[SELECTED EXCERPT]
Wednesday, January 16, 2013

Fiscal hawks bludgeon Jindal's budgeting

Bobby Jindal, on a windy day

Just in case you're speed dating tonight and want to talk about Bobby Jindal's budget and the lawsuit filed against it yesterday, well, read this post very closely. If it doesn't work out for you after this, then I'm out of answers.

Here's the gist: in Louisiana, there's an ongoing struggle between some conservative Louisiana lawmakers and their governor, Bobby Jindal, and this is why.

Louisiana's $25 billion budget includes money from "nonrecurring" items -- in other words, it takes money from things that might not go on to spend money on things that will go on.

Example: The state gets money from a legal settlement, plugs that one-time settlement money into the budget, and buys itself ongoing government spending on things like education.

The problem? One-time settlement money is one-time, and the lawsuit claims that that's unconstitutional in Louisiana land.

Even more troubling, according to conservative lawmakers, is that Jindal is accused of using money that hasn't even materialized in the budget, and isn't even certain to materialize.

For example, the governor banked on using the proceeds from leasing New Orleans Adolescent Hospital to help pay health care treatment for the poor, an expense the state must meet year after year.

Nearly six months after the budget went into effect, the lease still is not final. Appraisals also show the hospital is worth $14 million less than the Jindal administration hopes to collect by renting it.
[/SELECTED EXCERPT]
[SUPPLIED INFORMATION]
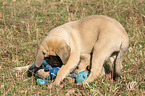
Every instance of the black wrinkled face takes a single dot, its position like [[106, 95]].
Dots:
[[54, 61]]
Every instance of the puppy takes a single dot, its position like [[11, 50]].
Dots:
[[91, 40]]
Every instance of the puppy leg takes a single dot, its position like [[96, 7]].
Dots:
[[118, 64], [101, 52], [84, 62], [67, 68]]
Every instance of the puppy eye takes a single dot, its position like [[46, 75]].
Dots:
[[43, 53]]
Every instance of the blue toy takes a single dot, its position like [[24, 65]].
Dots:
[[53, 72]]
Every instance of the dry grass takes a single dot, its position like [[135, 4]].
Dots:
[[24, 23]]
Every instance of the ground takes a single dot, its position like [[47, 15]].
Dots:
[[24, 23]]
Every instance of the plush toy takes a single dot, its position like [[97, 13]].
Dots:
[[53, 72]]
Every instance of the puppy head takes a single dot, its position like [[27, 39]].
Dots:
[[55, 47]]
[/SUPPLIED INFORMATION]
_PARTS OF THE EXERCISE_
(a) Using the post on Jindal's budget, answer these:
(i) How large is Louisiana's budget?
(ii) Proceeds from leasing which hospital did the governor plan to use?
(iii) According to appraisals, how much less is that hospital worth than the Jindal administration hopes to collect by renting it?
(b) Please reproduce word for word everything in the post on Jindal's budget from "Wednesday, January 16, 2013" down to "out of answers.".

_RESULTS BY TASK_
(a)
(i) $25 billion.
(ii) New Orleans Adolescent Hospital.
(iii) $14 million less.

(b)
Wednesday, January 16, 2013

Fiscal hawks bludgeon Jindal's budgeting

Bobby Jindal, on a windy day

Just in case you're speed dating tonight and want to talk about Bobby Jindal's budget and the lawsuit filed against it yesterday, well, read this post very closely. If it doesn't work out for you after this, then I'm out of answers.